===== Document extract

Today I didn’t go to yoga either. I reasoned that I would need a fresh state of mind to tackle an unknown task: how to deploy one of my projects to a Deta Micro because we have a sponsorship arrangement in which we both hope to make a win in the near future.
As I was just getting started to work somebody knocked at the door. I opened and saw a lady in her fifties asking for my mother. I vaguely recognized her as a member of a family which holds a complicated relationship with my own, I hadn’t seen this woman in my life, but she had the eyes of her family. “I’m Maria Luisa, the daughter of Josefina”—“Ah yes! That’s why you seem so familiar, please come in”.
We sat down for coffee. She told me she used to come visit my mother about once per month, but her own mother (Josefina) had declined in health and required almost constant attention. She was able to come only because her sister was at home, freeing her up for the first visit in more than three years.
Her grandmother had been a maid at my (now deceased) great-grandparents house in Puebla. Maria Luisa mentioned many common personality traits between her family and ours: we’re not very social or gregarious, we grew up in households where parents would not pay much attention to children (which has both advantages and disadvantages), and she also insisted that both our families had “lucidness”, whatever she meant I was happy to hear it, I think it’s a great compliment.
I say the relationship between our families is complicated because, behind this search for common traits there was a subtext: when my grandfather was around 15 years of age, he got the maid pregnant. So she was not only speaking about a common environment, but about genetics. Out of this liason her mother was born, and thus we were related by blood, as cousins.
Even though everybody in the family knew about this liason, for many years everyone pretended it never happened. Josefina, the daughter, became a maid of the household of my grandfather (her father) and then she was married off to one of the workers of my grandfather (it was his choice, not hers).
I sensed Maria Luisa was disappointed in the choice my grandfather had made for her mother. my grandfather drove cargo trucks, and one day he found a child wandering on a rural road, far between towns “where are you going?” he asked “I don’t have anywhere to go” the child responded. So he took him in and gave him a room in the house in exchange for him helping load and unload trucks. With time he became an excellent foreman, but surely a grown man with a lot of childhood trauma. This is the man to whom Josefina, his daughter, was married.
Some ten years ago, both families came together and they acknowledged that Josefina was their sister. Since I was not present at the time, I guess Maria Luisa wanted to hint this to me by pointing out our commonalities in our families. We chatted a couple of hours, and by the time we parted ways, I could have come back from yoga and taken a nap. But it didn’t turn out this way, again family work seems to find precedence over other kinds of work.
We parted ways with plenty of kindness. I promised to invite them over for a bbq soon.

==========
===== Study material

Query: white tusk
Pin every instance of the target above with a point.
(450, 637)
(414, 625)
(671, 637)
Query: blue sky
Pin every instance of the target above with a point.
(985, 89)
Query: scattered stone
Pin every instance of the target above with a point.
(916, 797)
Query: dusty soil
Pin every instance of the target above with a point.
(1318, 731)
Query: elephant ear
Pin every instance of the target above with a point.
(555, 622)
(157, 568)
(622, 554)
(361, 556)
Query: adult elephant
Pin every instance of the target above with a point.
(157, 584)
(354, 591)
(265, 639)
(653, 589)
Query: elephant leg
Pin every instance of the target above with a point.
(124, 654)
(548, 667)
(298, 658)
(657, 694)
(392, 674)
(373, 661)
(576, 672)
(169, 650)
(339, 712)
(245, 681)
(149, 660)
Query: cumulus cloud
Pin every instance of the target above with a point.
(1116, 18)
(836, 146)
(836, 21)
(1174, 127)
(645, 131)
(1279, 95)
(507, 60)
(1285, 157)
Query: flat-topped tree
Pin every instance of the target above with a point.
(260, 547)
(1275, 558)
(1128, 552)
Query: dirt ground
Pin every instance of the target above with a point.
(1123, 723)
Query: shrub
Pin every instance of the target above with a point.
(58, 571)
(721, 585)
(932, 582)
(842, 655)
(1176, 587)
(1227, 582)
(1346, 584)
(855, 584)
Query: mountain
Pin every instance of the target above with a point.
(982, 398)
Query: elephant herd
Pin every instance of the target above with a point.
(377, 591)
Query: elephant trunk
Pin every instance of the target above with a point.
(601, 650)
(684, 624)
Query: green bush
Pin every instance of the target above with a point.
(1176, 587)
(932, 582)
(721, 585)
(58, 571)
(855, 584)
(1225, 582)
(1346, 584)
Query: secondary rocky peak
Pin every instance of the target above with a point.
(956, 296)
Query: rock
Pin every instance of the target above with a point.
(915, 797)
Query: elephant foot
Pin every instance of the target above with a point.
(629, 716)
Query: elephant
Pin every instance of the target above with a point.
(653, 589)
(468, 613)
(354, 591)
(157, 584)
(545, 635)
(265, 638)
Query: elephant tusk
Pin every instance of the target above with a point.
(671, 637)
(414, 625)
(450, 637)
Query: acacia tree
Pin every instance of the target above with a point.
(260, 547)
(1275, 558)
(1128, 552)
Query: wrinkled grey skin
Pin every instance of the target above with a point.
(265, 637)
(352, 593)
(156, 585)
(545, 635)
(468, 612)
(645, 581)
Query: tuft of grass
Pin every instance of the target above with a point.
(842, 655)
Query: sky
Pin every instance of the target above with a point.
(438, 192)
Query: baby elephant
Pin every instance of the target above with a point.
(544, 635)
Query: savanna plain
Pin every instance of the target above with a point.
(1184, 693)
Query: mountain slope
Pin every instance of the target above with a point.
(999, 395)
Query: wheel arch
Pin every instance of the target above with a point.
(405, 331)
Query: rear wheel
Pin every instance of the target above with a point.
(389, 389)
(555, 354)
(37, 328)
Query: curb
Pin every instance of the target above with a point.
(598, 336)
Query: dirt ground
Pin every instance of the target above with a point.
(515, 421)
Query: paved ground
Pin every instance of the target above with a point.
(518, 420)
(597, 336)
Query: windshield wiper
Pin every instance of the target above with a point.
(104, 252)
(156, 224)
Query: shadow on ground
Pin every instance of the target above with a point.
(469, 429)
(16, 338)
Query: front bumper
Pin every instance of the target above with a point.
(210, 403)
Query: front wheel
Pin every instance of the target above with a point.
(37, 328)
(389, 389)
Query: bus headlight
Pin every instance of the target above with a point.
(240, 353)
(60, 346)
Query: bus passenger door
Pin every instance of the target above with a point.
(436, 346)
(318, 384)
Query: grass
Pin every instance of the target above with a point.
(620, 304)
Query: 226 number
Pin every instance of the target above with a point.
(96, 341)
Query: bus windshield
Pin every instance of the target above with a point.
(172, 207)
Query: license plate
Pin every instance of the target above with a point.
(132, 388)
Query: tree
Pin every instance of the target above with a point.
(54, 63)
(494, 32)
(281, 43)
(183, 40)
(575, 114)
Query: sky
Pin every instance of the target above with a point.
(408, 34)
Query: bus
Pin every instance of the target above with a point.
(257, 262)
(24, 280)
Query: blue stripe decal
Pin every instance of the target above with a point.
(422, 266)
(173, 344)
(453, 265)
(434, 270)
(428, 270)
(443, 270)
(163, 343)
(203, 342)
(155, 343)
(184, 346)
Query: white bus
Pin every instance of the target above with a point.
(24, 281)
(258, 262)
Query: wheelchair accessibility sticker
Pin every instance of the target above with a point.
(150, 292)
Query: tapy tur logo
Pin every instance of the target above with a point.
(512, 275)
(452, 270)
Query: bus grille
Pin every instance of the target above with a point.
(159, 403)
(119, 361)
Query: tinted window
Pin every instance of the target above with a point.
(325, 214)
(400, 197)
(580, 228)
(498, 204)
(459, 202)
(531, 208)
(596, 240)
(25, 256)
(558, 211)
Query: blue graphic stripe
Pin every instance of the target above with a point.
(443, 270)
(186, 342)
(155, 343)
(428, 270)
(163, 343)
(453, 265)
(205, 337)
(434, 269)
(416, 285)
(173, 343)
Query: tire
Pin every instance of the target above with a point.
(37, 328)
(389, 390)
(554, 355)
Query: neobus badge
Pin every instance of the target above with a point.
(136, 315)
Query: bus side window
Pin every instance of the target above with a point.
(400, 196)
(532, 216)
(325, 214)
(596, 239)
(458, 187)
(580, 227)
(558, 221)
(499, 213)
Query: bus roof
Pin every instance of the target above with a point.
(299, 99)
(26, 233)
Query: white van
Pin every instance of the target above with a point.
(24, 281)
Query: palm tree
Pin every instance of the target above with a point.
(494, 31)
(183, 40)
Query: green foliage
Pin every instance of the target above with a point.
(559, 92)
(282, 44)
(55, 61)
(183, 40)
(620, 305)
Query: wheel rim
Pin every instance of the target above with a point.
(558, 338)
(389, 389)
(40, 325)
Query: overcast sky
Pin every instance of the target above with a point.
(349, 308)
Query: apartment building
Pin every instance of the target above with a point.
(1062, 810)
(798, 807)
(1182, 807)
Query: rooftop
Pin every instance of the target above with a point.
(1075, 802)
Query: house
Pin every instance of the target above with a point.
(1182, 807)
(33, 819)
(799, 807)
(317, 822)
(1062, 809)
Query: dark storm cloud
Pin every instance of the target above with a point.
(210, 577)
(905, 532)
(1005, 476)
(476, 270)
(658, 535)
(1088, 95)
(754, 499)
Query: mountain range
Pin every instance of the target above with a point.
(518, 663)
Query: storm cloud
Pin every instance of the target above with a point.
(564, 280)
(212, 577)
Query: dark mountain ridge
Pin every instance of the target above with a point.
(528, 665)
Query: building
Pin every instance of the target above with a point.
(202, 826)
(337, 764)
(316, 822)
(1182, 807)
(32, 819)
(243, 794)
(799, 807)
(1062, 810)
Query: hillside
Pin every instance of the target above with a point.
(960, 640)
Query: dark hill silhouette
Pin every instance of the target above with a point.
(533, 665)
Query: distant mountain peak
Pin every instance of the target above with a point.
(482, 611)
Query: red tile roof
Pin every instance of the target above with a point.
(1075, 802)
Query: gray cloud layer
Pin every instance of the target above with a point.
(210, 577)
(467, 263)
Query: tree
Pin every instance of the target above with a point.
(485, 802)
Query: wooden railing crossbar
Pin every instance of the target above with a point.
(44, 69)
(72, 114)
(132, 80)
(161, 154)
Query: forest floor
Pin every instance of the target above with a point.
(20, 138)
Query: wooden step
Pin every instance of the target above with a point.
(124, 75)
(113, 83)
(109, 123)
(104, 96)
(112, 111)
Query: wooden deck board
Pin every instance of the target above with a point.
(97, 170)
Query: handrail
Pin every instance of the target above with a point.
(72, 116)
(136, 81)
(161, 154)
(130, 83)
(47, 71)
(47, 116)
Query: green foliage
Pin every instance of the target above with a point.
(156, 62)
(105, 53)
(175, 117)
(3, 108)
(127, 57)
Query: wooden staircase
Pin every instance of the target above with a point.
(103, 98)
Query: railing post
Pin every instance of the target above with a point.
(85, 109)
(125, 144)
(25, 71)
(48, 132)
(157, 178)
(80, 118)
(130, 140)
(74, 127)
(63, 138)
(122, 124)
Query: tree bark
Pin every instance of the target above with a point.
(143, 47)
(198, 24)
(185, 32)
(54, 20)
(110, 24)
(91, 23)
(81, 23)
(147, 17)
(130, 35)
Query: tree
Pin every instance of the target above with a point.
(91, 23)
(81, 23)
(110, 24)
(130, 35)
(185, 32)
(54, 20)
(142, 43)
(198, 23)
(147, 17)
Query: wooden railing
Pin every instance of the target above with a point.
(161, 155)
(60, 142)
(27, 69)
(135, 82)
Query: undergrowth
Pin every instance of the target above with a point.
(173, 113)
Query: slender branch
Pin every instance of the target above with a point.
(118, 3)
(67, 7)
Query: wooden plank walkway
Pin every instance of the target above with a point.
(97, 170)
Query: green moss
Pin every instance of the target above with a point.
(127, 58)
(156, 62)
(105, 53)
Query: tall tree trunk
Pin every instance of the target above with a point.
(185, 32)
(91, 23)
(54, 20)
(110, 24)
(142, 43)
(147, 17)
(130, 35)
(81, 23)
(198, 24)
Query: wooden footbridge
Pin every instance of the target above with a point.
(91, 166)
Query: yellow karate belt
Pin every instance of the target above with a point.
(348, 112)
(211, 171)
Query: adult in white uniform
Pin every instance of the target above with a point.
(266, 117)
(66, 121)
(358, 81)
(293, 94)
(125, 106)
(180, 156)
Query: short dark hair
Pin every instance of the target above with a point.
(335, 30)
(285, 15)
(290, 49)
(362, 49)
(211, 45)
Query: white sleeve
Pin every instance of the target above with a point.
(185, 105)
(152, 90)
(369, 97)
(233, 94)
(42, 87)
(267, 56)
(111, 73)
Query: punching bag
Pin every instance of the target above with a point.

==========

> [Prompt 1]:
According to the journal entry, how long had it been since Maria Luisa's previous visit?
> [Prompt 2]:
From the journal entry, copy the passage starting with "Her grandmother had" and going on through "blood, as cousins.".
The lines are separate material from the journal entry.

> [Expected answer 1]:
More than three years.

> [Expected answer 2]:
Her grandmother had been a maid at my (now deceased) great-grandparents house in Puebla. Maria Luisa mentioned many common personality traits between her family and ours: we’re not very social or gregarious, we grew up in households where parents would not pay much attention to children (which has both advantages and disadvantages), and she also insisted that both our families had “lucidness”, whatever she meant I was happy to hear it, I think it’s a great compliment.
I say the relationship between our families is complicated because, behind this search for common traits there was a subtext: when my grandfather was around 15 years of age, he got the maid pregnant. So she was not only speaking about a common environment, but about genetics. Out of this liason her mother was born, and thus we were related by blood, as cousins.